Dataset rows on where objects appear -
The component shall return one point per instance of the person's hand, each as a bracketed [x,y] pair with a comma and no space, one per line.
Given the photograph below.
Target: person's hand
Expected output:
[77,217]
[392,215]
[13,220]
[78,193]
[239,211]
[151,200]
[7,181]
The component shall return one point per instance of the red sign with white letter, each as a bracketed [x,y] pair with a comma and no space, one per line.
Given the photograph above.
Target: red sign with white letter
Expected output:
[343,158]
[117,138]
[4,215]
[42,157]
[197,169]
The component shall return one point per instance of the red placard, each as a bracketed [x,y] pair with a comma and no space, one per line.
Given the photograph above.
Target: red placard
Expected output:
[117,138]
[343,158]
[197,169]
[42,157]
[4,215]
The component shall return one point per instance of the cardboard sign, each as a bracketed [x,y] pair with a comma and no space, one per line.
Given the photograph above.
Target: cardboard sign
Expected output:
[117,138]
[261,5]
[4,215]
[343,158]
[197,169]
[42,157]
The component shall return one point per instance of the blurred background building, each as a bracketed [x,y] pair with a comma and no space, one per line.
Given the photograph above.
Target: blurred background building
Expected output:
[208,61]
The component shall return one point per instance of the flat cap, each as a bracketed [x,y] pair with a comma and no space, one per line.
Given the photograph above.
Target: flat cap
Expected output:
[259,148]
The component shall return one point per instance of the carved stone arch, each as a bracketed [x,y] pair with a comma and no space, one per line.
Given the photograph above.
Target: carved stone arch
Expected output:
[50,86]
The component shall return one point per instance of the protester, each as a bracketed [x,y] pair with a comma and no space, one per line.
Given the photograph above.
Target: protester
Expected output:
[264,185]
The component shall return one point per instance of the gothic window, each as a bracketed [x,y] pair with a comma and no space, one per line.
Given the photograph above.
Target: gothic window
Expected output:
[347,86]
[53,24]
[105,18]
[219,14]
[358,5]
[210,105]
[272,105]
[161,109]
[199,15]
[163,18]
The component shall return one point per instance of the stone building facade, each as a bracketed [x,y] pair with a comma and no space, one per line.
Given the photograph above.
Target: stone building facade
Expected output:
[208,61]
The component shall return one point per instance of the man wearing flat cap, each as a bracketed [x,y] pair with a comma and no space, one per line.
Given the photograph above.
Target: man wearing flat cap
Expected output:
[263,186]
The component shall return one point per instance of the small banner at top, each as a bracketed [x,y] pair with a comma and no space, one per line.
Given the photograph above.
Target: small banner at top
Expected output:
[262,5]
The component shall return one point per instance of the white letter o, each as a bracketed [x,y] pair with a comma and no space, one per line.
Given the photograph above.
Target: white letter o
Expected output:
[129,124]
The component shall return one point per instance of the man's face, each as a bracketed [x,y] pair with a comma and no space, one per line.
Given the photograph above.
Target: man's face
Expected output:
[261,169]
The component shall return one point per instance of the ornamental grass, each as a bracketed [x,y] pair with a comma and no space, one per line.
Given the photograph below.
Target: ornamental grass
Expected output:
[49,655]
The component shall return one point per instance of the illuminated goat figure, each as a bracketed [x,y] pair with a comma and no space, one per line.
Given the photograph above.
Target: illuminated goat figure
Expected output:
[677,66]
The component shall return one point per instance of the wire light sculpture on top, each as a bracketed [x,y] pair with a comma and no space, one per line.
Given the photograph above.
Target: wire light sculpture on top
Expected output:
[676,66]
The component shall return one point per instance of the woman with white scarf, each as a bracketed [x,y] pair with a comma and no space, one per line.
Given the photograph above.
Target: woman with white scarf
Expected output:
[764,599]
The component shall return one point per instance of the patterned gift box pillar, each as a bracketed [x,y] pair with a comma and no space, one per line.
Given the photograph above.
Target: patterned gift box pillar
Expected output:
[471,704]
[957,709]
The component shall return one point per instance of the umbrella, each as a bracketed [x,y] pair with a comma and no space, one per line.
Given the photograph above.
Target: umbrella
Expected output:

SHORT PROBLEM -
Switch "component" to "module" in the lines running from the one containing "The component shall return one point per instance of the small" through the end of the records, leaving everything else unchanged. Give only those lines.

RESULT -
The module shall return one point per instance of the small banner at top, each as a bracketed [x,y] pair with a comma and no space, one per line.
Given the photograph above.
Target: small banner at top
Expected output:
[262,5]
The module shall return one point per instance of the white letter o, each as a bracketed [x,y] pair with a comma and no space, one per line.
Given the photograph above.
Target: white letter o
Expected output:
[129,124]
The module shall return one point per instance of the man's face, each as a bracketed [x,y] pair with a comma and no space, one per line.
Given the photograph above.
Target: man's face
Expected output:
[261,169]
The module shall return one point per instance of the ornamental grass, each as a bracketed [x,y] pair with a comma and no space, one per line.
Given the photograph below.
Target: ornamental grass
Expected output:
[49,655]
The module shall return one point per instance of the illuminated goat figure, each as a bracketed [x,y] pair with a comma and no space, one per line.
Given the photograph above.
Target: illuminated goat figure
Expected output:
[677,66]
The module shall return one point per instance of the wire light sculpture on top, each as a bracketed [x,y] pair with a comma and no space, one per line.
Given the photograph above.
Target: wire light sculpture on top
Expected output:
[676,66]
The module shall return one point per instance of the woman with white scarf, each as a bracketed [x,y] pair with a comma and no space, one per line.
Given the photograph above.
Target: woman with white scarf
Expected output:
[764,599]
The module shall return one point per instance of the patterned gift box pillar, each as a bracketed [x,y] pair with a comma and no space, one per line.
Given the photograph above.
Target: patterned gift box pillar
Expected output:
[471,704]
[957,709]
The module shall return one point per instance of the umbrella, each as a bracketed [x,y] pair with a comma and no space, one per line.
Given the photograph above.
Target: umbrella
Expected output:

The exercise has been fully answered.